Data for this task:
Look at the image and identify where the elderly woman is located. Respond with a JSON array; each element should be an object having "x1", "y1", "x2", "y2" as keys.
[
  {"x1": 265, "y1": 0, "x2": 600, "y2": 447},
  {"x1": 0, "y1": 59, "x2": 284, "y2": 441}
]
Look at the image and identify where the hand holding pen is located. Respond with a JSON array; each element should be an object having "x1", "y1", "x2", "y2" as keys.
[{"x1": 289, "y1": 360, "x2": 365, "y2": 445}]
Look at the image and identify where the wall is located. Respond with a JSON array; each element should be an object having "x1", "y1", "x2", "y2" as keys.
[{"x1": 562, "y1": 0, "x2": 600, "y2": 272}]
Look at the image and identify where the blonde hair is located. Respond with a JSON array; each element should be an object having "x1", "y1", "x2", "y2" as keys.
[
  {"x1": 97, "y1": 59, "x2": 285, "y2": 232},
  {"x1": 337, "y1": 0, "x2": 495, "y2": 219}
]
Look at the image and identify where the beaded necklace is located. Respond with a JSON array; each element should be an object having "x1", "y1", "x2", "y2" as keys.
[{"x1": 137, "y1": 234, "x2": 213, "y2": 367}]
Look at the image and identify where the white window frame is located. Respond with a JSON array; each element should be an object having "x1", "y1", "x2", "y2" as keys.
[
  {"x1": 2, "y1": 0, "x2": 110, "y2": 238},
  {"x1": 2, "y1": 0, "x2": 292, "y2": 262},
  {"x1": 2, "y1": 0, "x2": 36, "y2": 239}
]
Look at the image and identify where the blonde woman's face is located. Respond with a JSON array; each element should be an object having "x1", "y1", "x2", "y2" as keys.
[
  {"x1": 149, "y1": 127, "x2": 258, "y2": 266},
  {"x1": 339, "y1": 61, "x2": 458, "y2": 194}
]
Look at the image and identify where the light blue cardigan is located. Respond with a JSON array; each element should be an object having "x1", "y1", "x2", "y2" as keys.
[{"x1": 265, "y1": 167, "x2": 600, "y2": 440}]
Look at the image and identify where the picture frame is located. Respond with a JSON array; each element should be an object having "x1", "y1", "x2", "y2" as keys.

Description of the task: I'd like the entries above reproduced in full, exactly as they stand.

Response area:
Look at the image and identify where the elderly woman is located. Respond with a JSON array; each element should be an object having "x1", "y1", "x2", "y2" as keys.
[
  {"x1": 265, "y1": 0, "x2": 600, "y2": 447},
  {"x1": 0, "y1": 59, "x2": 284, "y2": 441}
]
Look at the image and identify where the hand holding pen is located. Respond with a JSON array; each element should be an object having "x1", "y1", "x2", "y2" as keys.
[{"x1": 289, "y1": 360, "x2": 365, "y2": 445}]
Look at the image and identify where the wall is located. Respond with a JSON array; each element should be an object having "x1", "y1", "x2", "y2" as keys.
[{"x1": 562, "y1": 0, "x2": 600, "y2": 272}]
Look at the image and identify where the blonde hair is located. Respond with a JSON array; each element should be an object having "x1", "y1", "x2", "y2" as keys.
[
  {"x1": 97, "y1": 59, "x2": 285, "y2": 232},
  {"x1": 337, "y1": 0, "x2": 495, "y2": 219}
]
Look at the image and identify where the beaded necklace is located. Respond with a JSON array; each element should be an object having "x1", "y1", "x2", "y2" as keys.
[{"x1": 137, "y1": 234, "x2": 213, "y2": 367}]
Look at the image and identify where the white window frame is located. Respond with a JSON array; each element should be an object having "x1", "y1", "x2", "y2" as keys.
[
  {"x1": 2, "y1": 0, "x2": 110, "y2": 238},
  {"x1": 2, "y1": 0, "x2": 292, "y2": 262},
  {"x1": 2, "y1": 0, "x2": 36, "y2": 239}
]
Look at the image and identify where the blonde woman's face is located. Respond with a JSON array; each element should be an object having "x1", "y1", "x2", "y2" as keys.
[
  {"x1": 149, "y1": 127, "x2": 258, "y2": 266},
  {"x1": 339, "y1": 61, "x2": 458, "y2": 194}
]
Look at the image and identify where the light blue cardigan is located. Respond with a JSON array; each element should be an object having "x1", "y1", "x2", "y2" as keys.
[{"x1": 265, "y1": 167, "x2": 600, "y2": 440}]
Look at the image and identify where the picture frame is located. Respond with a JSON array; each element should be an object having "x1", "y1", "x2", "y2" as keys.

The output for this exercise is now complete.